— Problem details —
Put every line of the records below into a JSON list of strings, one string per line, skipping blank lines and leaving out the pictures.

— Exercise input —
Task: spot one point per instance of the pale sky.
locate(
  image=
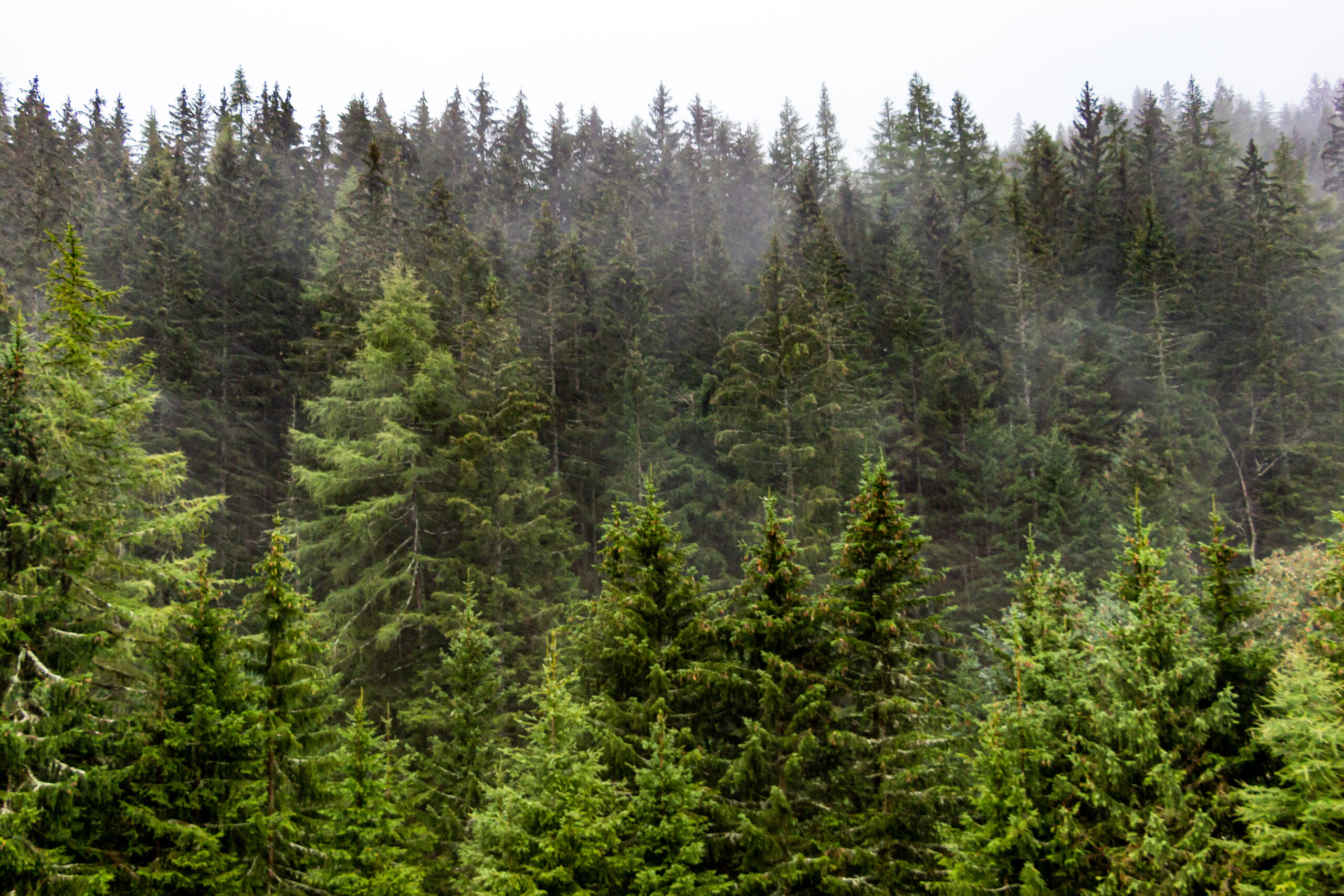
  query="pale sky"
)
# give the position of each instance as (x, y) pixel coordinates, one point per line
(1015, 56)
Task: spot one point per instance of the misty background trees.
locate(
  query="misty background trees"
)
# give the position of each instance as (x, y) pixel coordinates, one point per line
(502, 500)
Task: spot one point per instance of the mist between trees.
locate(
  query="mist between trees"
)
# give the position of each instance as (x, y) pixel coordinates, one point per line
(481, 504)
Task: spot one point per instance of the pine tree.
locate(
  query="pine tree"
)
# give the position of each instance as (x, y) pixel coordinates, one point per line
(1150, 749)
(553, 823)
(187, 762)
(791, 407)
(90, 520)
(1026, 827)
(637, 638)
(456, 724)
(889, 645)
(375, 475)
(773, 688)
(296, 705)
(369, 844)
(667, 824)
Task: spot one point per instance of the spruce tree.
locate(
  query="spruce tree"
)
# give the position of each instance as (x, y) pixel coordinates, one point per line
(374, 476)
(456, 729)
(187, 762)
(773, 690)
(637, 638)
(889, 645)
(1026, 820)
(1159, 710)
(369, 846)
(296, 699)
(89, 523)
(553, 821)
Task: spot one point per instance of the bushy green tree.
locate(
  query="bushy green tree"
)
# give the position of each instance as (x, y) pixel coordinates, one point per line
(456, 724)
(639, 637)
(893, 778)
(772, 688)
(1025, 824)
(187, 763)
(298, 700)
(90, 519)
(369, 846)
(553, 821)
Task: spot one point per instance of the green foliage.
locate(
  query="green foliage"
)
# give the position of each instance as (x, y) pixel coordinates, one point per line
(1295, 827)
(456, 726)
(893, 777)
(637, 638)
(186, 762)
(553, 823)
(369, 844)
(298, 702)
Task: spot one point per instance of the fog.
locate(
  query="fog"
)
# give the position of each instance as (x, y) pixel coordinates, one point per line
(1028, 58)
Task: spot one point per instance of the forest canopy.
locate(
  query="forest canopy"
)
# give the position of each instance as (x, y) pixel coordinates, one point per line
(494, 501)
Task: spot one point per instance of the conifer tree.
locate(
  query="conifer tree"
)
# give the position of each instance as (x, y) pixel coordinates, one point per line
(553, 821)
(889, 644)
(188, 762)
(456, 730)
(369, 846)
(793, 399)
(89, 518)
(296, 705)
(640, 635)
(1026, 821)
(773, 688)
(375, 476)
(1294, 820)
(667, 824)
(1159, 710)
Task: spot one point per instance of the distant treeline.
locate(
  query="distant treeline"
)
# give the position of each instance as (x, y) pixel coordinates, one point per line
(461, 504)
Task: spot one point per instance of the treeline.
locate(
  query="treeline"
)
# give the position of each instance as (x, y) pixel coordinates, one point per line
(471, 388)
(791, 734)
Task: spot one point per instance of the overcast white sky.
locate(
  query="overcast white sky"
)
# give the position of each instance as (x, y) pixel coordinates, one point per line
(1007, 57)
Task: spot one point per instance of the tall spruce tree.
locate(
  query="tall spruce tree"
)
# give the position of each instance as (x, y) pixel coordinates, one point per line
(899, 736)
(90, 523)
(369, 847)
(639, 637)
(296, 695)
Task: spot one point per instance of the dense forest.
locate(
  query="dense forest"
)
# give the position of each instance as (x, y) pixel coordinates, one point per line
(481, 501)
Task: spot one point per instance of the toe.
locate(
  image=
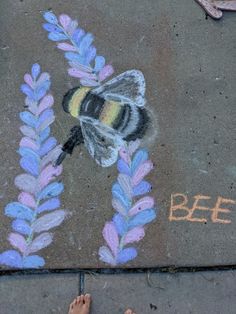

— Correct answer —
[
  "Task: spot one point per instance of the pale sky.",
  "locate(",
  "  image=",
  "  query=\"pale sky\"",
  ")",
  "# give the position of each instance as (x, y) pixel coordinates, one point per line",
  "(1015, 56)",
  "Task: spot one point per instance of the misty background trees.",
  "locate(",
  "  query=\"misty background trees\"",
  ")",
  "# give the position of each instance as (x, y) pixel coordinates, one point per line",
  "(502, 500)",
  "Task: spot one point per instance of the mist between trees.",
  "locate(",
  "  query=\"mist between trees\"",
  ")",
  "# give the position of each instance as (x, y) pixel coordinates, one point per line",
  "(481, 504)",
  "Task: spot one point per instance of the pine tree.",
  "locate(",
  "  query=\"pine tree\"",
  ")",
  "# give the position of each instance as (x, y) pixel coordinates, one point per line",
  "(1150, 749)",
  "(553, 823)",
  "(187, 762)",
  "(791, 407)",
  "(90, 520)",
  "(1026, 827)",
  "(637, 638)",
  "(456, 724)",
  "(889, 645)",
  "(375, 475)",
  "(773, 688)",
  "(296, 705)",
  "(369, 844)",
  "(667, 824)",
  "Task: spot one point per instance of the spruce tree.",
  "locate(",
  "  query=\"spruce tree\"",
  ")",
  "# give the position of each instance as (x, y) pixel coordinates, one point per line",
  "(374, 476)",
  "(456, 729)",
  "(187, 762)",
  "(773, 690)",
  "(637, 638)",
  "(889, 645)",
  "(1026, 820)",
  "(1159, 710)",
  "(369, 846)",
  "(296, 699)",
  "(89, 523)",
  "(553, 821)",
  "Task: spot one point per instance of the bushy green tree.",
  "locate(",
  "  query=\"bushy green tree\"",
  ")",
  "# give the position of each instance as (x, y) pixel coordinates, one point per line",
  "(456, 724)",
  "(639, 637)",
  "(893, 778)",
  "(772, 688)",
  "(1025, 824)",
  "(187, 763)",
  "(298, 700)",
  "(90, 519)",
  "(369, 846)",
  "(553, 821)",
  "Task: spot one point per instance of the green foliage.",
  "locate(",
  "  query=\"green foliage\"",
  ")",
  "# give the position of each instance as (x, y) pixel coordinates, one point per line",
  "(1295, 827)",
  "(456, 726)",
  "(893, 777)",
  "(637, 638)",
  "(186, 762)",
  "(553, 823)",
  "(369, 844)",
  "(298, 702)",
  "Task: spot one point per instance of the fog.",
  "locate(",
  "  query=\"fog\"",
  ")",
  "# give the position of each instance as (x, y) pixel coordinates, one point per line",
  "(1028, 58)",
  "Task: spot one point per instance of the forest canopy.",
  "locate(",
  "  query=\"forest canopy\"",
  ")",
  "# give the position of each instance as (x, y) pixel coordinates, one point per line",
  "(494, 501)",
  "Task: spot one point per instance of the conifer tree.",
  "locate(",
  "  query=\"conifer tree\"",
  ")",
  "# give the position of each instance as (x, y) pixel coordinates, one point per line",
  "(553, 821)",
  "(889, 644)",
  "(188, 762)",
  "(456, 730)",
  "(369, 846)",
  "(793, 399)",
  "(89, 518)",
  "(296, 705)",
  "(640, 635)",
  "(1026, 821)",
  "(773, 688)",
  "(375, 476)",
  "(1294, 820)",
  "(667, 824)",
  "(1159, 710)",
  "Task: spot one point per instance of the distant treeline.",
  "locate(",
  "  query=\"distant treeline\"",
  ")",
  "# give the position of each instance as (x, y) pixel coordinates, one point per line",
  "(461, 504)",
  "Task: spot one point per instance of the treeline.",
  "locate(",
  "  query=\"treeline\"",
  ")",
  "# give the position of each instance as (x, y) pixel coordinates, one point per line",
  "(471, 388)",
  "(791, 734)",
  "Task: spot one point per instance of the overcast white sky.",
  "locate(",
  "  query=\"overcast white sky\"",
  ")",
  "# give the position of each instance as (x, y) pixel coordinates, one point per line",
  "(1007, 57)",
  "Task: spot one point per instance of the tall spruce tree.",
  "locate(",
  "  query=\"tall spruce tree\"",
  ")",
  "# give the position of each instance as (x, y) pixel coordinates, one point per line",
  "(899, 736)",
  "(90, 523)",
  "(369, 847)",
  "(639, 637)",
  "(296, 695)",
  "Task: spot one point per instance of the dense forest.",
  "locate(",
  "  query=\"dense forest\"",
  ")",
  "# give the position of each instance as (x, y) pixel coordinates, one point per line",
  "(481, 501)",
  "Task: spot one point per instance of the toe.",
  "locate(",
  "  image="
]